(Source records begins)

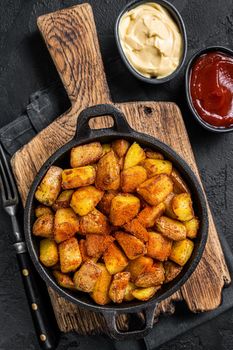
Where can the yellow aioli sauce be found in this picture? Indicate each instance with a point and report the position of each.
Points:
(151, 40)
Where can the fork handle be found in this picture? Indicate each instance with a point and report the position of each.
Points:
(41, 322)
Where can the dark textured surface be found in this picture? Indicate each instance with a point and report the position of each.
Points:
(25, 66)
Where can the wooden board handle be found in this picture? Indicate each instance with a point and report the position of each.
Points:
(71, 38)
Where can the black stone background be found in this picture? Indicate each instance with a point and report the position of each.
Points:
(25, 67)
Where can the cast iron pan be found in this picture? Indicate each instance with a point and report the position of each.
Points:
(120, 129)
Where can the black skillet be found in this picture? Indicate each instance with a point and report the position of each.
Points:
(120, 129)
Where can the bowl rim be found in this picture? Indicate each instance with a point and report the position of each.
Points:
(189, 66)
(179, 21)
(128, 308)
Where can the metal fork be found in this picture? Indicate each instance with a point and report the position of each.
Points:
(10, 202)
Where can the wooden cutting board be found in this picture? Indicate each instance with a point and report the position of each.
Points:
(71, 38)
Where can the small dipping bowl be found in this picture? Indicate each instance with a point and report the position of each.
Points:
(177, 19)
(207, 126)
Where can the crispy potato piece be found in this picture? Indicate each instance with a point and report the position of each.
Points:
(94, 222)
(120, 147)
(170, 228)
(153, 154)
(152, 277)
(132, 246)
(105, 203)
(66, 224)
(136, 228)
(156, 189)
(41, 210)
(171, 270)
(124, 207)
(149, 215)
(63, 280)
(78, 177)
(134, 156)
(115, 260)
(106, 147)
(97, 244)
(85, 199)
(85, 154)
(118, 286)
(131, 178)
(101, 288)
(139, 266)
(50, 186)
(145, 294)
(63, 200)
(158, 246)
(86, 277)
(128, 292)
(181, 251)
(157, 166)
(70, 257)
(182, 206)
(168, 205)
(43, 226)
(108, 172)
(192, 227)
(179, 184)
(48, 252)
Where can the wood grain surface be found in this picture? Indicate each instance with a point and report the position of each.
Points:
(71, 38)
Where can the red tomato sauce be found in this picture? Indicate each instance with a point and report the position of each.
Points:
(211, 88)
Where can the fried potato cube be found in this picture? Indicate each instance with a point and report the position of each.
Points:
(70, 256)
(50, 186)
(97, 244)
(179, 184)
(128, 292)
(120, 147)
(134, 156)
(48, 252)
(66, 224)
(114, 259)
(63, 280)
(63, 200)
(145, 294)
(124, 207)
(171, 270)
(86, 277)
(41, 210)
(156, 189)
(152, 277)
(170, 228)
(182, 206)
(85, 154)
(105, 203)
(85, 199)
(108, 172)
(139, 266)
(181, 251)
(43, 226)
(118, 286)
(149, 215)
(136, 228)
(192, 227)
(157, 166)
(131, 245)
(78, 177)
(153, 154)
(101, 288)
(158, 246)
(131, 178)
(94, 222)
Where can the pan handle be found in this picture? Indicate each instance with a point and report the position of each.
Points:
(110, 317)
(83, 129)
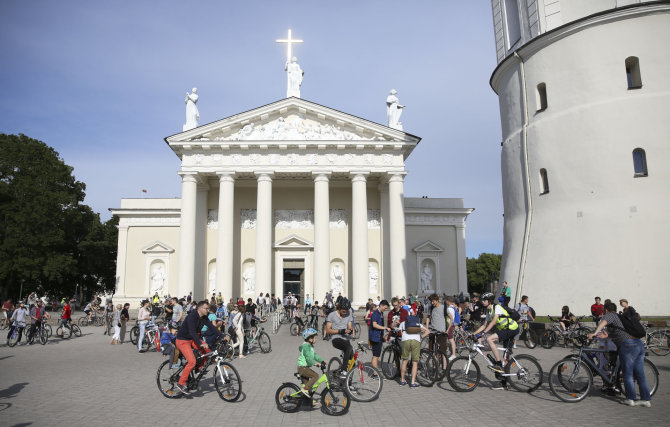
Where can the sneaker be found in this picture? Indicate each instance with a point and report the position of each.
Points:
(183, 389)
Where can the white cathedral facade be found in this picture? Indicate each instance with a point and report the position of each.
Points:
(293, 197)
(584, 95)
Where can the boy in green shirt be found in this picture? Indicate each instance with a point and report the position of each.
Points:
(309, 358)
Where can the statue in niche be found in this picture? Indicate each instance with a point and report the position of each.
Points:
(192, 114)
(394, 110)
(427, 278)
(212, 280)
(158, 279)
(337, 278)
(373, 275)
(249, 277)
(294, 75)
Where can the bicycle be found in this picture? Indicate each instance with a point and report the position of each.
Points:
(226, 378)
(571, 378)
(260, 337)
(575, 334)
(363, 383)
(390, 361)
(289, 397)
(523, 371)
(657, 341)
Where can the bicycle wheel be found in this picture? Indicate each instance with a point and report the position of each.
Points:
(463, 374)
(264, 342)
(167, 379)
(526, 373)
(389, 363)
(134, 333)
(427, 370)
(570, 380)
(227, 382)
(364, 383)
(548, 339)
(13, 338)
(44, 336)
(357, 331)
(530, 338)
(334, 402)
(294, 329)
(659, 343)
(286, 399)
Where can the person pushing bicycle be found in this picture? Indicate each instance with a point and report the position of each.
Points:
(188, 339)
(308, 358)
(340, 325)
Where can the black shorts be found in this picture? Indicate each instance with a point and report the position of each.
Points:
(376, 348)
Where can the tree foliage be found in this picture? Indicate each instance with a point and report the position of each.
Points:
(482, 271)
(49, 240)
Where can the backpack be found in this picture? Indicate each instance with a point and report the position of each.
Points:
(412, 325)
(511, 313)
(632, 326)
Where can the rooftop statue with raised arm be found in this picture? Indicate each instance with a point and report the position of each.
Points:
(294, 76)
(394, 110)
(192, 114)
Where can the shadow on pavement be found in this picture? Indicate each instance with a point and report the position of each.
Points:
(12, 391)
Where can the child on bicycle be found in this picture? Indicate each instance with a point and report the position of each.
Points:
(168, 344)
(307, 359)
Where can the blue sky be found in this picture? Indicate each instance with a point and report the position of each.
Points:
(104, 82)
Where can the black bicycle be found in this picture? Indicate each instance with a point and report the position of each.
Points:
(571, 378)
(226, 378)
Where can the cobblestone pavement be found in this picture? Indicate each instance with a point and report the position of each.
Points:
(87, 381)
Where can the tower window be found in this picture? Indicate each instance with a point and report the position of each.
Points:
(640, 163)
(544, 182)
(512, 22)
(633, 76)
(541, 97)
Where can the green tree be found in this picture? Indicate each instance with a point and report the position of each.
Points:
(482, 270)
(49, 241)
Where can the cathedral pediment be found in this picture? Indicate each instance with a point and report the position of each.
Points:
(290, 119)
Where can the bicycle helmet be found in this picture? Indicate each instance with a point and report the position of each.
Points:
(308, 333)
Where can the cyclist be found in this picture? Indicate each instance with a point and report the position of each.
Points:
(188, 339)
(340, 325)
(308, 358)
(506, 328)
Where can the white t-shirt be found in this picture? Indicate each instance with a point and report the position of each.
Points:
(406, 336)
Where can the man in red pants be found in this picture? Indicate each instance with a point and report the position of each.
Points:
(188, 338)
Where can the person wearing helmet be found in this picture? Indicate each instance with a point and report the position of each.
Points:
(340, 325)
(506, 328)
(307, 359)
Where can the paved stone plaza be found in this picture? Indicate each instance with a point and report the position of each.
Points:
(87, 381)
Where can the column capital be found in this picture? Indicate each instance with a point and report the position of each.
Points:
(264, 175)
(321, 176)
(226, 176)
(359, 175)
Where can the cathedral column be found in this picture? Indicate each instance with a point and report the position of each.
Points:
(460, 256)
(264, 233)
(398, 252)
(224, 244)
(189, 189)
(321, 235)
(359, 239)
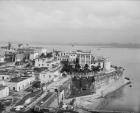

(Source records ends)

Set down the data again, exactly, without images.

Where can the yellow aioli sauce be found in this picture? Indicate each instance with a point and report the position of each.
Points:
(151, 40)
Where can the fork handle be found in this picture? Indicate each instance with a point and report the position of each.
Points:
(41, 322)
Where can the dark textured surface be found in this picture? Indicate each instance with a point and report the position of each.
Points:
(25, 66)
Where can the wooden board handle be found in this picture? Indicate each instance with a point and report the position of each.
Points:
(71, 38)
Where can the black stone background be found in this picture? Indicate each instance with a point and report the position of each.
Points:
(25, 67)
Where can the cast iron pan be found in this picture? Indicate each instance with a point and report the position of each.
Points:
(120, 129)
Where can the black skillet be found in this picture? Indicate each instance with a point and report the position of each.
Points:
(120, 129)
Where can the bowl rim be found in this picture? Indicate each instance with a point and report the position of each.
Points:
(189, 66)
(179, 21)
(128, 308)
Where can the metal fork be found in this picture? Indicate each instance with a point and report the position of each.
Points:
(10, 202)
Where can the wooden cutting board be found in this picture? Indicate each instance with a point and report the position of each.
Points:
(71, 38)
Where can the small dipping bowl be found in this picture? Indicate each instance with a point and report the position of each.
Points:
(177, 19)
(207, 126)
Where can the crispy potato piece be found in this picture? Indicate each instance with a point and report the position of each.
Points:
(94, 222)
(120, 147)
(170, 228)
(153, 154)
(152, 277)
(132, 246)
(105, 203)
(66, 224)
(136, 228)
(156, 189)
(41, 210)
(171, 270)
(124, 207)
(149, 215)
(63, 280)
(78, 177)
(134, 156)
(115, 260)
(106, 147)
(97, 244)
(85, 199)
(85, 154)
(118, 286)
(131, 178)
(101, 288)
(139, 266)
(50, 186)
(145, 294)
(63, 200)
(158, 246)
(86, 277)
(128, 292)
(181, 251)
(157, 166)
(70, 257)
(182, 206)
(168, 205)
(43, 226)
(108, 172)
(192, 227)
(179, 184)
(48, 252)
Where can the wood grain surface be found in this picture? Indicate each instance with a point and report the position of each.
Points:
(71, 38)
Where can the red tomato sauce be found in this picture? Indicate each instance with a point and report the position of each.
Points:
(211, 88)
Where can the fried potato cube be found in this picture? Indicate each instance with a point and report the position of each.
Points:
(70, 256)
(50, 186)
(97, 244)
(179, 184)
(128, 292)
(120, 147)
(134, 156)
(48, 252)
(66, 224)
(114, 259)
(63, 280)
(63, 200)
(145, 294)
(124, 207)
(171, 270)
(86, 277)
(41, 210)
(156, 189)
(152, 277)
(170, 228)
(182, 206)
(85, 154)
(105, 203)
(85, 199)
(108, 172)
(139, 266)
(181, 251)
(43, 226)
(118, 286)
(149, 215)
(136, 228)
(192, 227)
(157, 166)
(131, 245)
(78, 177)
(153, 154)
(101, 288)
(158, 246)
(131, 178)
(94, 222)
Where can the pan handle be found in this picture? Indicate each instance with a point and report the position of each.
Points:
(110, 317)
(83, 129)
Where can the sneaker be found in this picture? Indicate each instance with a point and report the position of each.
Points:
(183, 389)
Where can the white cathedral facade be found in this picture? Indicate each instance with a point and report the position of each.
Points:
(293, 197)
(584, 95)
Where can the boy in green shirt be found in this picture? Indicate each instance with a point and report the position of each.
Points:
(309, 358)
Where can the statue in niche be found in this picture? Indicate each instance with a point and report the position of each.
Points:
(192, 114)
(394, 110)
(427, 278)
(212, 280)
(158, 279)
(337, 278)
(373, 275)
(249, 277)
(294, 75)
Where can the bicycle be found in this picture? Indicate each instance with a point and report the position of each.
Points:
(226, 378)
(571, 378)
(260, 337)
(575, 334)
(363, 383)
(390, 361)
(289, 397)
(523, 371)
(657, 341)
Where can the bicycle wheel be found in this picture? Indicate each instance with a point and report the position of each.
Points:
(463, 374)
(264, 342)
(167, 379)
(526, 373)
(389, 363)
(134, 333)
(427, 370)
(570, 380)
(227, 382)
(364, 383)
(548, 339)
(13, 338)
(44, 336)
(357, 331)
(530, 338)
(334, 402)
(294, 329)
(659, 343)
(286, 399)
Where can the person pushing bicycle be found in this picture? Indicate each instance with a point and report the position of each.
Points:
(188, 339)
(308, 358)
(340, 325)
Where can the black shorts be found in this picture? Indicate each instance with a point and report the position of each.
Points:
(376, 348)
Where can the tree foliage be found in this picture? Indicate each instance with a point and report the position of each.
Points:
(482, 271)
(49, 240)
Where can the backpack be found in this picture? Indicate each instance with a point and report the position of each.
Points:
(412, 325)
(511, 313)
(632, 326)
Where can the rooftop statue with raised arm be found in this picture? Indicate each instance with a point and report the position of each.
Points:
(294, 76)
(394, 110)
(192, 114)
Where can the shadow on pavement be found in this picture? Indicate each instance with a point and report the position of each.
Points:
(12, 391)
Where can the child on bicycle be found in this picture? Indicate each instance with a point and report the position of each.
Points:
(168, 344)
(307, 359)
Where can the blue sky be found in this picture? Indicate each instance with a point and report the position of each.
Points:
(104, 82)
Where can the black bicycle be found in this picture? Indicate each instance with a point and report the position of each.
Points:
(571, 378)
(226, 378)
Where can the cobblestone pavement be found in this picture? Indicate each instance with a point and report the position of each.
Points:
(87, 381)
Where can the tower window be found in this picture? Indicate each instance with a point and report the position of each.
Points:
(640, 163)
(544, 182)
(512, 22)
(633, 76)
(541, 97)
Where can the green tree be found in this picture? Indicate each instance with a point and report the position of each.
Points:
(482, 270)
(49, 241)
Where can the cathedral pediment be found in this picture? Indicate each instance with a point and report the position of each.
Points:
(290, 119)
Where can the bicycle helmet be found in this picture? Indicate each instance with a point and report the position of each.
Points:
(308, 333)
Where can the cyclist be found in this picture? Indicate each instance with a point and report the position of each.
Points:
(188, 339)
(340, 325)
(308, 358)
(506, 328)
Where can the white t-shirt be found in this picture? Indicate each instance with a point and report the position of each.
Points:
(406, 336)
Where can the man in red pants be found in this picture? Indicate each instance with a point and report the position of each.
Points:
(188, 338)
Where can the person wearing helmet be found in this picture? Indicate each instance with a point and report the position of each.
Points:
(340, 325)
(506, 328)
(307, 359)
Where can the paved stone plaza be found in this picture? Indicate each instance with a point and report the position of each.
Points:
(87, 381)
Where can the column capital be found in this picture? Indicate each instance with a point and report the position of each.
Points:
(264, 175)
(321, 176)
(226, 176)
(359, 175)
Where can the cathedral column be found in this picture? Indicate each instance with a point and report the position of each.
Points:
(460, 256)
(264, 233)
(398, 252)
(224, 244)
(189, 189)
(321, 235)
(359, 239)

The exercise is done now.